# Reichen 22 Zoll für PC, TV und PS3?



## d b (1. Januar 2011)

*Reichen 22 Zoll für PC, TV und PS3?*

Ich sitze so 50-60 cm beim PC Zocken weg, 150-160 beim PS3 Zocken und ca. 2m beim TV gucken (eher weniger).
Reichen da 22"? Full-HD versteht sich 
Hardware, falls zu Wissen gemüsst (grammatikalisch richtig ).
GTX 460, Phenom ii x4 3,2 Ghz, 4 gig ddr3 1333 cl7


----------



## Wenzman (1. Januar 2011)

*AW: [WICHTIG!]Reichen 22 Zoll für PC, TV und PS3???*

Es muss DIR reichen . 

50-60 cm sind noch ok, aber 160 cm und 2m wären mir pers definitiv 22'' zu klein, von full hd erkennst du bei 2 M meine ich auch nichts mehr.

■ MATERIAL ZUR AUFGABE:
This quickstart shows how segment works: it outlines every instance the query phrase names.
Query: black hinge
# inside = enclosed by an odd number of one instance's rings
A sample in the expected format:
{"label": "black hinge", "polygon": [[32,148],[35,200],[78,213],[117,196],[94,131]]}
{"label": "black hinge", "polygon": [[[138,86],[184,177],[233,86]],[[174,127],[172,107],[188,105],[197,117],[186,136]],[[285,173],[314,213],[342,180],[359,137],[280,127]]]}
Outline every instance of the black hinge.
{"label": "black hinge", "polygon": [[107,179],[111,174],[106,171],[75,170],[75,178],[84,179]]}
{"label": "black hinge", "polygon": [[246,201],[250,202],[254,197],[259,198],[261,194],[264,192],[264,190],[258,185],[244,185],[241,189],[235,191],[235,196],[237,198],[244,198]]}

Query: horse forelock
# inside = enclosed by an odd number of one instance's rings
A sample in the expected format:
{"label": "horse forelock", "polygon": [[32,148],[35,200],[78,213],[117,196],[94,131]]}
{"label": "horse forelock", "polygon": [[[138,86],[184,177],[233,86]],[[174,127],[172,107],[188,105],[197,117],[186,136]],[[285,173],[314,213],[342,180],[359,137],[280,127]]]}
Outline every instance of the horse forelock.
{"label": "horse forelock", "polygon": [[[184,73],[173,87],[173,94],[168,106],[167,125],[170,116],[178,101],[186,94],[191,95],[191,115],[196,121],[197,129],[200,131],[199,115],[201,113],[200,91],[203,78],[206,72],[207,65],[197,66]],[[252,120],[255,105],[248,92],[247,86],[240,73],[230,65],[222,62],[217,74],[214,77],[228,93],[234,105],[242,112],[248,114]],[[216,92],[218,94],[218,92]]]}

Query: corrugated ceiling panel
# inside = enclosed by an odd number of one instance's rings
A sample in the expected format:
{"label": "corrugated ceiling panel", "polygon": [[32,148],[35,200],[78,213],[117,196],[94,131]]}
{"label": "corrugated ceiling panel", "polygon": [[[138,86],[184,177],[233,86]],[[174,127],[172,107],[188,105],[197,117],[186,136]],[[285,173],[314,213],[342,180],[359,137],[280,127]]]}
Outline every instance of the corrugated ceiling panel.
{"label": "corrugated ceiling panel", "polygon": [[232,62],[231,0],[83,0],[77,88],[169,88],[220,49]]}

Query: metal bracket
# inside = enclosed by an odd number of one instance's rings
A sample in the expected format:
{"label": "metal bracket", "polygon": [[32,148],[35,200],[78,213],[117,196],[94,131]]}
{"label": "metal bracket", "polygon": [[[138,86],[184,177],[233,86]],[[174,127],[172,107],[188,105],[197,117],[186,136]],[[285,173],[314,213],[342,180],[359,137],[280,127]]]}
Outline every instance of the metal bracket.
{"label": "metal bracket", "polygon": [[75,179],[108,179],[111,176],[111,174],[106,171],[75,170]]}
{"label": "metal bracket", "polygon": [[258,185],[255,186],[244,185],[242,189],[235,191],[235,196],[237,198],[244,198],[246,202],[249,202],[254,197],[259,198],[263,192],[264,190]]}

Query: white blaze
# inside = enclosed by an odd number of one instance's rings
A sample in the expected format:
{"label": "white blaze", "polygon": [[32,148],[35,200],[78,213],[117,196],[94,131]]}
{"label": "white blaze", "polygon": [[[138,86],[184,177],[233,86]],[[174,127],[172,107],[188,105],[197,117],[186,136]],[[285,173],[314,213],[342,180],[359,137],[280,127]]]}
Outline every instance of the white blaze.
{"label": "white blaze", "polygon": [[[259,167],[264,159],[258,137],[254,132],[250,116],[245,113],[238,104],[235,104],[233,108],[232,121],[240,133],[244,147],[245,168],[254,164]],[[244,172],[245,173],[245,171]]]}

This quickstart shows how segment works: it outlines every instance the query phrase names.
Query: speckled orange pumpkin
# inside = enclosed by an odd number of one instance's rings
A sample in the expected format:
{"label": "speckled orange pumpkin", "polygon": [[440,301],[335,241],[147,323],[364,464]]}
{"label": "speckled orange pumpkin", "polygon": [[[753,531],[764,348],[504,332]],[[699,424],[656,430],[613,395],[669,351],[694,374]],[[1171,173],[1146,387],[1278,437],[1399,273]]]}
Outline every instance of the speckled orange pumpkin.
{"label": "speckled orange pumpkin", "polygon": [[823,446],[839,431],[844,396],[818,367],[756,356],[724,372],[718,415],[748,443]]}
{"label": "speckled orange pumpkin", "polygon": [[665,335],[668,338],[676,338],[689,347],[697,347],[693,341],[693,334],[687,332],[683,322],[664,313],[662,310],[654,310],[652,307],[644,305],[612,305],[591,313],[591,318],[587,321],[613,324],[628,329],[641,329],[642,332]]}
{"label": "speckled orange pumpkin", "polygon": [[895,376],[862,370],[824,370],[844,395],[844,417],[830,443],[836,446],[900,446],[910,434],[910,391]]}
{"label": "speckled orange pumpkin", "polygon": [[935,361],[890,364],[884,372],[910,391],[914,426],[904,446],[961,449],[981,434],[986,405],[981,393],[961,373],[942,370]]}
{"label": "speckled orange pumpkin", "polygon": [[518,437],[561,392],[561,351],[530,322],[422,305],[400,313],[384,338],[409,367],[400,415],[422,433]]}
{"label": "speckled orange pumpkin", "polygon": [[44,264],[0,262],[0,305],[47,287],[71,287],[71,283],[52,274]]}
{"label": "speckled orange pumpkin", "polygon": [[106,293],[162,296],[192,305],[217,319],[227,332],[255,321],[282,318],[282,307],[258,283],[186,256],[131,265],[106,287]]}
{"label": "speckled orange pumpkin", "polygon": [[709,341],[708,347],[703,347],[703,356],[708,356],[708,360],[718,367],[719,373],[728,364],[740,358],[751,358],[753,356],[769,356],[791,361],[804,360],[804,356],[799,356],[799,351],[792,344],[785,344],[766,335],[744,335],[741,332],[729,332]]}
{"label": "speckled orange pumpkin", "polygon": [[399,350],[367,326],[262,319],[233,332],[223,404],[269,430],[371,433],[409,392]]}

■ DEINE AUFGABEN:
1 > Mach aus den Zeilen der Auflistung von der Zeile mit „Query: white blaze“ bis zur Zeile mit „Outline every instance of the white blaze.“ (beide mit eingeschlossen) eine Markdown-Tabelle mit den Spalten „Nr“ und „Zeile“. Leere Zeilen lässt du weg.
2 > Führe den Forenthread zur Frage, ob 22 Zoll für PC, TV und PS3 reichen, ab seinem Ende weiter.

■ DIE LÖSUNGEN:
1 >
| Nr | Zeile |
|---|---|
| 1 | Query: white blaze |
| 2 | # inside = enclosed by an odd number of one instance's rings |
| 3 | A sample in the expected format: |
| 4 | {"label": "white blaze", "polygon": [[32,148],[35,200],[78,213],[117,196],[94,131]]} |
| 5 | {"label": "white blaze", "polygon": [[[138,86],[184,177],[233,86]],[[174,127],[172,107],[188,105],[197,117],[186,136]],[[285,173],[314,213],[342,180],[359,137],[280,127]]]} |
| 6 | Outline every instance of the white blaze. |

2 >
----------



## Gast XXXX (1. Januar 2011)

*AW: [WICHTIG!]Reichen 22 Zoll für PC, TV und PS3???*

Das ist persönliches Empfinden, ob es jemandem reicht oder nicht! 

Ich kenne Hotels die heute noch mit nem 36 cm TV meinen die Gäste zufrieden stellen zu können.


----------



## Dr Bakterius (1. Januar 2011)

*AW: [WICHTIG!]Reichen 22 Zoll für PC, TV und PS3???*

22" für über einen Meter ist schon etwas wenig, da muß man schon leidensfähig sein. Für PS3 und TV wären 27" aus meiner Sicht die bessere und minimalste Wahl


----------



## hulkhardy1 (1. Januar 2011)

*AW: [WICHTIG!]Reichen 22 Zoll für PC, TV und PS3???*

Ich würde auch sagen mindestens einen 24 Zöller am besten einen 27'er.


----------



## Gold (1. Januar 2011)

*AW: [WICHTIG!]Reichen 22 Zoll für PC, TV und PS3???*

27'' bei 2 Meter wäre mein persönliches Minimum zum Fernsehen.


----------



## d b (1. Januar 2011)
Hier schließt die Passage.